SET OF TASKS.
**1.** In the speech about the United Kingdom, which place does the speaker call home?
**2.** From the speech about the United Kingdom, repeat word for word the stretch from "That would have" through "life in Fermanagh.".

I am also conscious that in doing so I want us to be able to win as much support as possible for whatever deal is done.
That doesn’t just mean winning a majority in Parliament at the end of the process but ensuring that what ever deal is done does not tear at the fabric of the United Kingdom.
For me the importance of the EU, whether in it or how we leave it, ranks as a distant second to the importance of the United Kingdom.
That would have been the case whether we voted to remain or to stay.
I am confident the Prime Minister will have the interests of the whole of the UK in mind during the negotiations that lie ahead.
I know for some that the cause of the UK leaving the EU has been a central goal and ambition but I also want us to reflect on the precious bonds that exist between and across the United Kingdom, and why the Union is so important to us all.
As many of you will know, I come from the most westerly parliamentary constituency in the United Kingdom. I grew up and have lived virtually my whole life in Fermanagh.
It is home. It is where my heart lies and it is where I wanted to raise my family. That has not changed.
In some ways life in rural Fermanagh could not be more different than London but in so many other ways our lives are intertwined by every aspect of our history and culture.
I got involved in politics because I wanted to make a positive difference, because of my pride in Northern Ireland and my passion for the United Kingdom as a whole. My nationality is not simply a choice like the support of a football team but is integral to who I am as a person.
My Britishness is not just about the passport I hold but the identity that I have. It cannot be reduced to a name or a badge but is a culture and a way of life. It is about decency and respect.
It is about a shared history going back generations and hundreds of years, it is about a shared cultural experience which encompasses the newspapers that we read, the television we watch and the football teams we support.
It is about a pride in our role for good in the world, not just through two world wars and the fight against communism in the past but the battle for freedom and democracy today.
It was that devotion to country that led so many of our people down the years to serve in the armed forces and make the ultimate sacrifice for a greater good.
By today’s standards the UK is not a large county in population terms but our influence extends to every part of the globe. We retain a leading role on the world stage, not just because our past record but because we can be relied up as a force for good when times are tough.
Fundamental to all that we are as a nation is our belief in freedom and democracy. For us these things do not need to be codified in a written constitution but are the beating heart of who we are as a society.
The United Kingdom today has a very different cultural make up in 2017 than it did in 1917 but we have retained the values that made our country great.
Whatever the debate today about immigration from the EU, there is no doubt that our country has been enhanced by the people who have over decades come to our shores.
The fact that, to this day, the UK remains a beacon attracting people from all over the globe to work, to settle and to make their lives, tells us more about our country than any other statistic really can.
Our democratic system has stood the test of time over centuries. In my view Westminster remains a model and an inspiration for democracy everywhere.

DATA SUPPLIED.

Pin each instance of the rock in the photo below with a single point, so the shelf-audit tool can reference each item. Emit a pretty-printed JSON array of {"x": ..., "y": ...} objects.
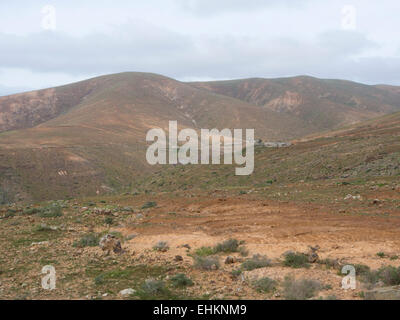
[
  {"x": 376, "y": 202},
  {"x": 312, "y": 254},
  {"x": 131, "y": 236},
  {"x": 110, "y": 243},
  {"x": 214, "y": 267},
  {"x": 313, "y": 257},
  {"x": 127, "y": 292},
  {"x": 230, "y": 260}
]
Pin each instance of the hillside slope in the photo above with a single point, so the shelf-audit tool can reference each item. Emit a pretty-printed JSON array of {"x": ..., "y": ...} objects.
[
  {"x": 326, "y": 104},
  {"x": 90, "y": 137}
]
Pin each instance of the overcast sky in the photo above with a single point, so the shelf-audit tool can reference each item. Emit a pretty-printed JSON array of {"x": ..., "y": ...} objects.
[{"x": 49, "y": 43}]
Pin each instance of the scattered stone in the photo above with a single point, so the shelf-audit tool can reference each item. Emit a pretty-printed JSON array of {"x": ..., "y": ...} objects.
[
  {"x": 385, "y": 293},
  {"x": 39, "y": 243},
  {"x": 110, "y": 243},
  {"x": 131, "y": 236},
  {"x": 127, "y": 292},
  {"x": 230, "y": 260},
  {"x": 312, "y": 254},
  {"x": 376, "y": 202},
  {"x": 178, "y": 258}
]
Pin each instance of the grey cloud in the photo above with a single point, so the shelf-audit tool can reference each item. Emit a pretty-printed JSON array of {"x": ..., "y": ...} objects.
[
  {"x": 144, "y": 48},
  {"x": 210, "y": 7}
]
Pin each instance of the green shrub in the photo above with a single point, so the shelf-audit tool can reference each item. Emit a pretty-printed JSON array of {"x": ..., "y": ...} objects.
[
  {"x": 389, "y": 275},
  {"x": 161, "y": 246},
  {"x": 264, "y": 285},
  {"x": 108, "y": 220},
  {"x": 206, "y": 263},
  {"x": 42, "y": 228},
  {"x": 330, "y": 263},
  {"x": 231, "y": 245},
  {"x": 300, "y": 289},
  {"x": 381, "y": 254},
  {"x": 88, "y": 240},
  {"x": 99, "y": 280},
  {"x": 153, "y": 287},
  {"x": 180, "y": 280},
  {"x": 256, "y": 262},
  {"x": 236, "y": 273},
  {"x": 51, "y": 211},
  {"x": 204, "y": 251},
  {"x": 243, "y": 251},
  {"x": 31, "y": 211},
  {"x": 149, "y": 204},
  {"x": 296, "y": 260}
]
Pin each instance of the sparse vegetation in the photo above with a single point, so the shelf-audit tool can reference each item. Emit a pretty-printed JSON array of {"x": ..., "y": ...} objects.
[
  {"x": 181, "y": 280},
  {"x": 256, "y": 262},
  {"x": 381, "y": 254},
  {"x": 389, "y": 275},
  {"x": 206, "y": 263},
  {"x": 296, "y": 260},
  {"x": 149, "y": 204},
  {"x": 88, "y": 240},
  {"x": 302, "y": 289},
  {"x": 264, "y": 285},
  {"x": 228, "y": 246},
  {"x": 204, "y": 251},
  {"x": 161, "y": 246},
  {"x": 108, "y": 220}
]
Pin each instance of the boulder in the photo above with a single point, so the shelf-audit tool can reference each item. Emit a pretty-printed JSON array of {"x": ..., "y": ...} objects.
[{"x": 110, "y": 243}]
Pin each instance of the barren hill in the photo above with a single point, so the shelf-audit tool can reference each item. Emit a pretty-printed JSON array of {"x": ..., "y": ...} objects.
[
  {"x": 326, "y": 104},
  {"x": 89, "y": 137}
]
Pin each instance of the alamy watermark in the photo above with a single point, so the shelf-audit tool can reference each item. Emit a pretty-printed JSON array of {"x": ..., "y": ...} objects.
[
  {"x": 49, "y": 18},
  {"x": 349, "y": 17},
  {"x": 49, "y": 280},
  {"x": 185, "y": 147}
]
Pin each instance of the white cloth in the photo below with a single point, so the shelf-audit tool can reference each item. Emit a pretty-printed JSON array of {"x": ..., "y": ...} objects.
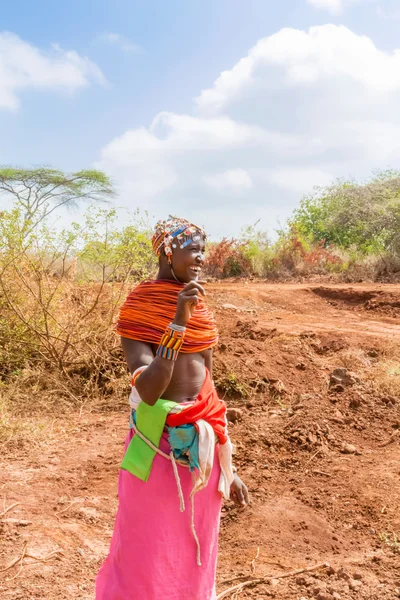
[{"x": 207, "y": 440}]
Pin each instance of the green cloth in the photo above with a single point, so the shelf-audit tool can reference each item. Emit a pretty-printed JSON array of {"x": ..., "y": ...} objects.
[{"x": 150, "y": 421}]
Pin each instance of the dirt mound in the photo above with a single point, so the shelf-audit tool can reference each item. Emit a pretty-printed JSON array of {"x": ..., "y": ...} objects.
[
  {"x": 379, "y": 301},
  {"x": 317, "y": 441}
]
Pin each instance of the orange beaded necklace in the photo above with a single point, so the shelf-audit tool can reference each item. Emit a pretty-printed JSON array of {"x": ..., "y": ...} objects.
[{"x": 151, "y": 306}]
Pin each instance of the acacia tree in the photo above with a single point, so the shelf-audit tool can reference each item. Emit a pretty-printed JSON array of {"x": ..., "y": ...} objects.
[{"x": 36, "y": 193}]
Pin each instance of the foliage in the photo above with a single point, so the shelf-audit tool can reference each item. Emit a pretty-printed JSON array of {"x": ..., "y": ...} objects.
[
  {"x": 227, "y": 259},
  {"x": 348, "y": 215},
  {"x": 39, "y": 192},
  {"x": 60, "y": 291}
]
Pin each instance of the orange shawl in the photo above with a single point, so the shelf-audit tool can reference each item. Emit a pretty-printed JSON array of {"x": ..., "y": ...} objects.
[{"x": 151, "y": 306}]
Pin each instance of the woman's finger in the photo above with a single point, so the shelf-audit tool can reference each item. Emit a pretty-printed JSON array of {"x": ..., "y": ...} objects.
[{"x": 195, "y": 285}]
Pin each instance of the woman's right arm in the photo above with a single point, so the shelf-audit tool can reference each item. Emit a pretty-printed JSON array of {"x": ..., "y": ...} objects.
[
  {"x": 155, "y": 379},
  {"x": 152, "y": 383}
]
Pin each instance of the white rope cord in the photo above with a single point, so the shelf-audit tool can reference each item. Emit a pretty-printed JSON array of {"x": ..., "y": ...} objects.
[
  {"x": 171, "y": 458},
  {"x": 192, "y": 525}
]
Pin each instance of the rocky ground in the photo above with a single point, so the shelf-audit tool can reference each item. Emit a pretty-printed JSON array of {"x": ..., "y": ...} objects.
[{"x": 311, "y": 376}]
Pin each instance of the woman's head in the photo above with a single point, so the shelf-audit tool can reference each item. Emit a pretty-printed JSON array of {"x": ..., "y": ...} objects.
[{"x": 180, "y": 246}]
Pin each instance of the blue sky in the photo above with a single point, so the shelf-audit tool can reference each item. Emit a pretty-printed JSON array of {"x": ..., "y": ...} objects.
[{"x": 250, "y": 145}]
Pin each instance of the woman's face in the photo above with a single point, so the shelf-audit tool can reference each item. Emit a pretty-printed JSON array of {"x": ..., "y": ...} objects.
[{"x": 187, "y": 262}]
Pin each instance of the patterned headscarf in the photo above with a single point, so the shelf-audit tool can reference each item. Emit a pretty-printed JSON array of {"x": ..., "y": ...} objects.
[{"x": 174, "y": 232}]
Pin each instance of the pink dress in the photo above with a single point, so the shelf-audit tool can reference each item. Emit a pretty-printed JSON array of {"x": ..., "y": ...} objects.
[{"x": 153, "y": 552}]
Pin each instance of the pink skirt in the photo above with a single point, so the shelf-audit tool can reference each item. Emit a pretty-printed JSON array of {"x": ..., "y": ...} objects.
[{"x": 153, "y": 551}]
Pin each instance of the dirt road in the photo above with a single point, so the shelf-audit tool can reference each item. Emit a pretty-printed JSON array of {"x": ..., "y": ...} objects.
[{"x": 322, "y": 463}]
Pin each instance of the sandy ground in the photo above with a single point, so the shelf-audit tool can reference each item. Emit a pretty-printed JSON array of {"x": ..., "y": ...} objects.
[{"x": 322, "y": 462}]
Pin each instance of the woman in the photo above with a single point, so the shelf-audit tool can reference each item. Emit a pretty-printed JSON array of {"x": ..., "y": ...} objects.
[{"x": 177, "y": 464}]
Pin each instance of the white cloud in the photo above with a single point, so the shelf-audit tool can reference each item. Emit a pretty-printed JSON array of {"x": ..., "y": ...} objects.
[
  {"x": 233, "y": 180},
  {"x": 333, "y": 6},
  {"x": 23, "y": 67},
  {"x": 122, "y": 42},
  {"x": 302, "y": 108},
  {"x": 299, "y": 58},
  {"x": 336, "y": 7}
]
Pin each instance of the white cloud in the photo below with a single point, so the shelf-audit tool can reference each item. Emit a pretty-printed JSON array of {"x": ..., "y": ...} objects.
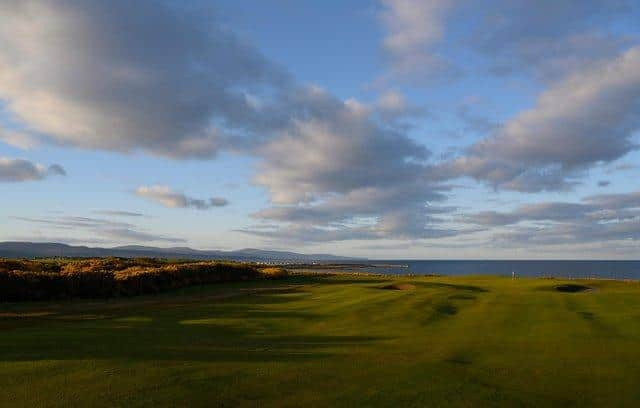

COMPLETE ANSWERS.
**1.** Fermanagh.

**2.**
That would have been the case whether we voted to remain or to stay.
I am confident the Prime Minister will have the interests of the whole of the UK in mind during the negotiations that lie ahead.
I know for some that the cause of the UK leaving the EU has been a central goal and ambition but I also want us to reflect on the precious bonds that exist between and across the United Kingdom, and why the Union is so important to us all.
As many of you will know, I come from the most westerly parliamentary constituency in the United Kingdom. I grew up and have lived virtually my whole life in Fermanagh.